Exercise brief — Give the material from the line with "Can you find the pediment" through the line with "[[205, 83]]" as a two-column CSV headed input and output. Each row should hold one text and the answer after it, with every value in a single quoted field, line breaks turned into spaces, and the pictures left out.

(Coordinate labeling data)

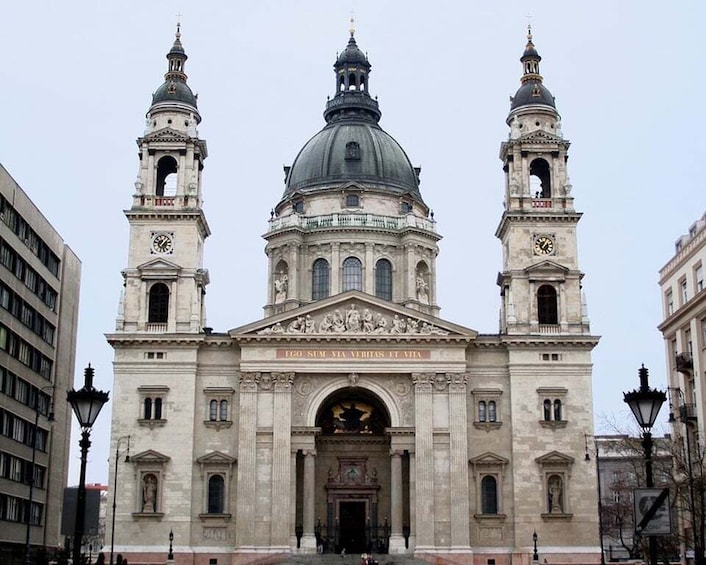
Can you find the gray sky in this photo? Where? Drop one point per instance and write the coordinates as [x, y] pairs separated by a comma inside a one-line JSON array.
[[628, 77]]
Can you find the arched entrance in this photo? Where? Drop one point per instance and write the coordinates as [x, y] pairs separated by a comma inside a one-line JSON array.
[[352, 473]]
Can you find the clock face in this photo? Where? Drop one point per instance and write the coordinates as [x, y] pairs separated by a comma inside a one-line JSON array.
[[543, 245], [162, 243]]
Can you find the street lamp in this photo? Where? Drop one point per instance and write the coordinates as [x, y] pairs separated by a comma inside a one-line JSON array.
[[86, 404], [115, 489], [50, 416], [645, 404]]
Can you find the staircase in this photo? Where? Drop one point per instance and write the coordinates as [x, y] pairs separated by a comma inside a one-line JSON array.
[[334, 559]]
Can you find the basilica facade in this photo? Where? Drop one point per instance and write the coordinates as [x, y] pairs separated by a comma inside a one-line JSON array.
[[352, 416]]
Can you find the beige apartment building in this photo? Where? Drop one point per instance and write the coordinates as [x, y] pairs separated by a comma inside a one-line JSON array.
[[352, 416], [684, 330], [39, 295]]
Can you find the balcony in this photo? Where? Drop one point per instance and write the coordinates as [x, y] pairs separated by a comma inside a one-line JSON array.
[[687, 413], [684, 363], [351, 220]]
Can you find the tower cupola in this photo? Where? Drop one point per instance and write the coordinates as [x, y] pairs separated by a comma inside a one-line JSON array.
[[532, 92], [174, 93]]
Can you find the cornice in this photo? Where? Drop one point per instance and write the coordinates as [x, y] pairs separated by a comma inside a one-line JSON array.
[[352, 338], [537, 341], [145, 339]]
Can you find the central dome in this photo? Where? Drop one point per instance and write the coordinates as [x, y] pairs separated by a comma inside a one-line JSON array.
[[348, 151], [352, 147]]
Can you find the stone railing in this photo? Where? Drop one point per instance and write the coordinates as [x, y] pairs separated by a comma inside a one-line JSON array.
[[346, 220]]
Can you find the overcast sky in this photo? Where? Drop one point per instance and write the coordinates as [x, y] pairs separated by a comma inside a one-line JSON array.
[[628, 77]]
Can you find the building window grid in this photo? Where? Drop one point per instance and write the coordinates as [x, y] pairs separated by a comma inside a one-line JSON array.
[[28, 236], [352, 274], [39, 286], [383, 279], [320, 279]]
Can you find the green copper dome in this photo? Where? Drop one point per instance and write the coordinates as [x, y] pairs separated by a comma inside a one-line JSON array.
[[352, 147]]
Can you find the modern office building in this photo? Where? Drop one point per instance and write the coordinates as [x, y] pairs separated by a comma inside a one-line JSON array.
[[353, 416], [39, 294]]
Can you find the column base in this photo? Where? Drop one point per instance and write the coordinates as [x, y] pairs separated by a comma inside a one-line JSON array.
[[308, 544], [397, 544]]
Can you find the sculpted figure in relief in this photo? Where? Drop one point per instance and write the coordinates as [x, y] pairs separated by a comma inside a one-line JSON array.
[[422, 290], [353, 319], [281, 285]]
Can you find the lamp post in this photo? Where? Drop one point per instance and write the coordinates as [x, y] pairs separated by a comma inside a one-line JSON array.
[[170, 555], [645, 404], [50, 417], [115, 489], [86, 403]]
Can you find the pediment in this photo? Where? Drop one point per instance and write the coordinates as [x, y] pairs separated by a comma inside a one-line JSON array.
[[353, 314], [159, 266], [545, 268], [216, 458], [167, 135], [150, 456], [555, 458], [488, 458]]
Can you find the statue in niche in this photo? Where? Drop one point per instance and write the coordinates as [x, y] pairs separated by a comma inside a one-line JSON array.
[[353, 319], [422, 290], [281, 286], [149, 493], [555, 502]]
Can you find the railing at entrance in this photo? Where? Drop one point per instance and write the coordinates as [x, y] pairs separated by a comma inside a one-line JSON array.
[[328, 538]]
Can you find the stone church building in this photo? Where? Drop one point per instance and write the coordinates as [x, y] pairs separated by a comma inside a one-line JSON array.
[[352, 416]]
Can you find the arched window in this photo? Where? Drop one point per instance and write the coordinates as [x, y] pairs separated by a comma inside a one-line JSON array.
[[383, 279], [540, 179], [216, 494], [482, 411], [492, 412], [489, 495], [147, 412], [547, 410], [547, 311], [352, 274], [158, 304], [166, 176], [320, 280]]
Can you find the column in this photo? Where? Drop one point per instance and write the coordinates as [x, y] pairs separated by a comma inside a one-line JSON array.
[[247, 463], [335, 269], [424, 460], [281, 459], [396, 537], [412, 502], [292, 499], [458, 462], [369, 269], [308, 544]]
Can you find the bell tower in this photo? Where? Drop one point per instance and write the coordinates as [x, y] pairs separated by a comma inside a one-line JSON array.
[[165, 282], [541, 282]]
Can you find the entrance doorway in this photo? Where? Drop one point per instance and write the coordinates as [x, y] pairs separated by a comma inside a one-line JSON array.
[[352, 526]]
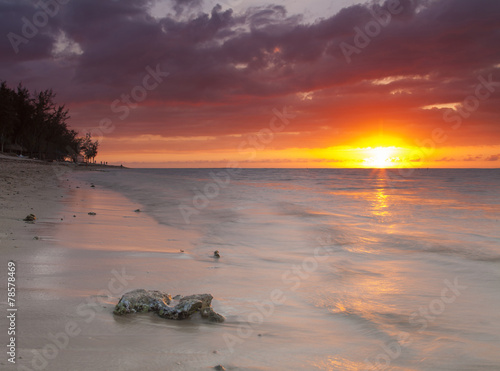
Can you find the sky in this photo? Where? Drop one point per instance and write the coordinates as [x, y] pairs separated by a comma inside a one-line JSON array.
[[205, 83]]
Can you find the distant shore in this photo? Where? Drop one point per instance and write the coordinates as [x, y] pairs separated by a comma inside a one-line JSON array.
[[13, 157]]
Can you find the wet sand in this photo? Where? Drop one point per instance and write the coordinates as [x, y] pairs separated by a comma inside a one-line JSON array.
[[72, 268]]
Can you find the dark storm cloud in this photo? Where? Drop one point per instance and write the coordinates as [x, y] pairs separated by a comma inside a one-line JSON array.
[[263, 57]]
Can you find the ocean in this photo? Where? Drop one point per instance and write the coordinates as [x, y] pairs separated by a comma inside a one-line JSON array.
[[320, 269]]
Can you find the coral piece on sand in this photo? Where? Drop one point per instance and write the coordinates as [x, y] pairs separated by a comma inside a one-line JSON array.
[[181, 307]]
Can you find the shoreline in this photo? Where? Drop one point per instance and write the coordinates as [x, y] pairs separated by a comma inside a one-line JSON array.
[[72, 268]]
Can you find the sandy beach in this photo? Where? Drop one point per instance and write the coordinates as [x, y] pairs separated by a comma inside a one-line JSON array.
[[72, 268]]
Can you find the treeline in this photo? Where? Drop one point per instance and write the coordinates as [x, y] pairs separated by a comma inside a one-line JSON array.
[[35, 126]]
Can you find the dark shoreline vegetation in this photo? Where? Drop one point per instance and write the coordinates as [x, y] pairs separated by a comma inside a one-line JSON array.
[[34, 125]]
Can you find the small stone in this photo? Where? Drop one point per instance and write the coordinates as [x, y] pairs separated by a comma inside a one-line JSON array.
[[142, 301]]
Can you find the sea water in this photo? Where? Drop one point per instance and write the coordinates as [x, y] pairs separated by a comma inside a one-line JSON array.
[[329, 269]]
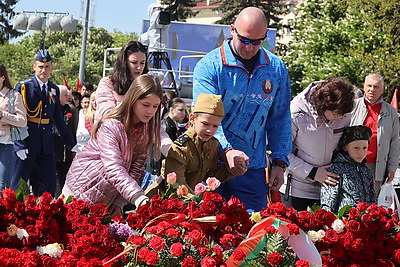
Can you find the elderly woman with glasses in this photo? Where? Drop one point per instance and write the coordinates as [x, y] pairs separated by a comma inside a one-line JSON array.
[[131, 62], [319, 116]]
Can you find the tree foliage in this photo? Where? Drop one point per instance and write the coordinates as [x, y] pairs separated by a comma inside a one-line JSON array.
[[6, 15], [345, 38], [180, 9], [65, 49]]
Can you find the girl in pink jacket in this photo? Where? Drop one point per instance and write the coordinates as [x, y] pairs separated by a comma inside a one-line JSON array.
[[109, 170]]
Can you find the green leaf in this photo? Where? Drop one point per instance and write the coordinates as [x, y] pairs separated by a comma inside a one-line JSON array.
[[344, 211], [23, 190], [69, 199]]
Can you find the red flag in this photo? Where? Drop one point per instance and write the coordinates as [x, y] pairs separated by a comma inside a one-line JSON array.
[[78, 85], [394, 102], [66, 84]]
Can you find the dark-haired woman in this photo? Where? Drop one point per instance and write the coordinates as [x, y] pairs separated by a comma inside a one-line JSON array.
[[319, 115], [131, 62], [8, 119]]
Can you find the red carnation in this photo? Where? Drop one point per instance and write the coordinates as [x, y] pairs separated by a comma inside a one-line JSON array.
[[172, 233], [302, 263], [176, 249], [138, 240], [331, 237], [293, 229], [228, 240], [396, 256], [274, 259], [189, 262], [151, 258], [361, 206], [208, 262], [99, 210], [157, 243], [353, 213], [353, 226], [239, 255], [143, 252], [195, 237]]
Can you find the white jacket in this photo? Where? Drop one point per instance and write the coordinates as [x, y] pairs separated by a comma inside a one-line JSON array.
[[314, 141], [82, 134]]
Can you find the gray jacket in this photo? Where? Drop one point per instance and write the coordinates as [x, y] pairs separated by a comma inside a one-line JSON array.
[[388, 136], [314, 141]]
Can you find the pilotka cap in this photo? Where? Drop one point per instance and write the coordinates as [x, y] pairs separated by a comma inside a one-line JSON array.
[[210, 104]]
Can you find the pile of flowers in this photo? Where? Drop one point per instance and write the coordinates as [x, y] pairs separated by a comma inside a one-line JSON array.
[[364, 236], [176, 228], [46, 232]]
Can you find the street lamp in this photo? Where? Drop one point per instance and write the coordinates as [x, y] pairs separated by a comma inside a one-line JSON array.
[[37, 22]]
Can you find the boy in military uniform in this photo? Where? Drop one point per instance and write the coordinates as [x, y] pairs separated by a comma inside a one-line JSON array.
[[41, 99], [194, 155]]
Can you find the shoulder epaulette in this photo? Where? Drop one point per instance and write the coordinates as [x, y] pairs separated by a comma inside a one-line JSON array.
[[181, 140]]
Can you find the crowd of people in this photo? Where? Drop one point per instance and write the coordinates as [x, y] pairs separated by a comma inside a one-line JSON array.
[[117, 144]]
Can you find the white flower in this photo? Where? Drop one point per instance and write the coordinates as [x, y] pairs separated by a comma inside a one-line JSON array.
[[53, 250], [21, 233], [316, 236], [338, 226]]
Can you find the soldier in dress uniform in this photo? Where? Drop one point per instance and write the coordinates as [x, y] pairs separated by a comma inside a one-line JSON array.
[[41, 99], [194, 156]]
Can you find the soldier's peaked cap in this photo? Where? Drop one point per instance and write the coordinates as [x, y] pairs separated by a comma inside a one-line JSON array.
[[43, 56]]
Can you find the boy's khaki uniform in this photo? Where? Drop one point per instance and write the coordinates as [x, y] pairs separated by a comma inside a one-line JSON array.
[[192, 159]]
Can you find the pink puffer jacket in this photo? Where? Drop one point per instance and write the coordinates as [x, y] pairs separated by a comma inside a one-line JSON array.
[[107, 171]]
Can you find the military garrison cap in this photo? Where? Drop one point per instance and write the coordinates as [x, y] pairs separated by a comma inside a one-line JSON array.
[[209, 103], [43, 56]]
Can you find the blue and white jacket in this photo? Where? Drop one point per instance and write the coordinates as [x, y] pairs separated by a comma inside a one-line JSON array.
[[257, 104]]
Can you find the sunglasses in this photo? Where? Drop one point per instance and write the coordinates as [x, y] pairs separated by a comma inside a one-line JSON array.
[[247, 41]]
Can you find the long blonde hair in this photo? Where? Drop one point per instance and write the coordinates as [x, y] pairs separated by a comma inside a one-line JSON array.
[[141, 87]]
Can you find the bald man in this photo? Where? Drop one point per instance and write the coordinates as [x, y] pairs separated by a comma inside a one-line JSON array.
[[255, 87]]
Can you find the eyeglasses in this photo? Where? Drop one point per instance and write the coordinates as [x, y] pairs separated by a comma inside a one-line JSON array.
[[137, 47], [247, 41]]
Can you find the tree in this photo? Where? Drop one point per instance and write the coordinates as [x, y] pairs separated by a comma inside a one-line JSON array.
[[345, 38], [180, 9], [6, 14]]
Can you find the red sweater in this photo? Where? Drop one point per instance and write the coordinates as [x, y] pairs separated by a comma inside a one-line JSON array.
[[372, 122]]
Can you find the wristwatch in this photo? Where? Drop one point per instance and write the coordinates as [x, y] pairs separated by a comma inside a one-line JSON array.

Result —
input,output
"Can you find the pediment in this photo? Where? Drop one point per instance and write the coordinates as [x, y] pairs separated by a comma inside a one-line JSON array.","[[353, 314], [159, 266], [545, 268], [216, 458], [167, 135], [150, 456], [555, 458], [488, 458]]"
"Can you find the statue in niche in this photo? Where? Drop one point per instance and write the coordinates as [x, y] pairs separated by a comma inside a one-line JSON array.","[[353, 319], [422, 290], [281, 286], [149, 493], [555, 502]]"
"Can you find the railing at entrance in this photo? Where? Drop one point per instance and write the coordinates as [x, y] pairs separated by a comma inside a one-line JSON array.","[[328, 538]]"
"Can you find the stone church building in this photo? Where? Drop one point per instance and write the coordinates as [x, y] pairs separated by a comma inside a one-line JSON array.","[[352, 416]]"
"Can you find the arched window in this photo? Where? Drop one point per instance and write the coordinates as [x, y] pairs separated by a comma inside a one-line JSON array.","[[383, 279], [540, 179], [216, 494], [482, 411], [492, 412], [489, 495], [147, 412], [547, 410], [547, 311], [352, 274], [158, 304], [166, 176], [320, 280]]"
"Can you find the column in this photo? Where? Drop one point per instance and write the coordinates as [x, y] pairs separated by a comma inside a one-line JSON array.","[[247, 463], [335, 269], [424, 460], [281, 459], [396, 537], [412, 502], [292, 499], [458, 462], [369, 269], [308, 544]]"
"Can you find the bell tower in this photo? Where? Drop one point per instance and write the coordinates as [x, y] pairs separated by a comma inside a one-line JSON array.","[[165, 282], [541, 282]]"
"Can you find the entrance doorway in this photo? Where? Drop one point per instance and write the coordinates as [x, y] pairs separated by a comma inside a one-line JSON array.","[[352, 526]]"
"Can you find the sky in this photo? Where? Drop one point per instance and write the coordinates as [x, y] pairs separated by a comma inside a one-line JSON array.","[[205, 83]]"